- Given instruction A
From the passage below on the DNC fundraising memo, reproduce the text word for word, beginning at the words "Roll Call got" and stopping after "of the president.".
- Given instruction B
In one to three sentences, explain how the DNC memo described in the passage below connects the debt ceiling battle to the Republican presidential candidates.
- Given instruction C
Answer these questions using the passage below on the DNC fundraising memo:
(i) Who wrote the memo, and what is his position?
(ii) What amount must a bundler raise before Obama's policy discloses that bundler's name?
(iii) Which publication got an early look at the memo?

- Passage provided
The Democratic National Committee is attempting to pressure Republican presidential candidates to disclose the names of their fundraising bundlers and to stop accepting donations from lobbyists and political action committees.

Roll Call got an early look at a memo set to be released Friday afternoon touting President Barack Obama’s efforts at transparency. The memo from DNC Executive Director Patrick Gaspard emphasizes that the president’s re-election campaign and the committee disclose more fundraising information than is required by law, while refusing to accept “special interest” cash.

Obama’s policy is to disclose the name of bundlers who raise $50,000 or more from other donors on behalf of the president.

The DNC memo makes a specific reference to the ongoing partisan battle over raising the debt ceiling, while insinuating that GOP candidates such as former Utah Gov. Jon Huntsman, former Minnesota Gov. Tim Pawlenty and former Massachusetts Gov. Mitt Romney would be beholden to their donors in such a fight.

- Provided material

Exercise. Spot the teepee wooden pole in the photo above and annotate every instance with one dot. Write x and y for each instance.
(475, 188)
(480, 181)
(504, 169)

- Expected output A
Roll Call got an early look at a memo set to be released Friday afternoon touting President Barack Obama’s efforts at transparency. The memo from DNC Executive Director Patrick Gaspard emphasizes that the president’s re-election campaign and the committee disclose more fundraising information than is required by law, while refusing to accept “special interest” cash.

Obama’s policy is to disclose the name of bundlers who raise $50,000 or more from other donors on behalf of the president.

- Expected output B
The memo refers to the ongoing partisan fight over raising the debt ceiling. It insinuates that GOP candidates such as Jon Huntsman, Tim Pawlenty and Mitt Romney would be beholden to their donors in such a fight.

- Expected output C
(i) Patrick Gaspard, Executive Director of the DNC.
(ii) $50,000 or more from other donors on behalf of the president.
(iii) Roll Call.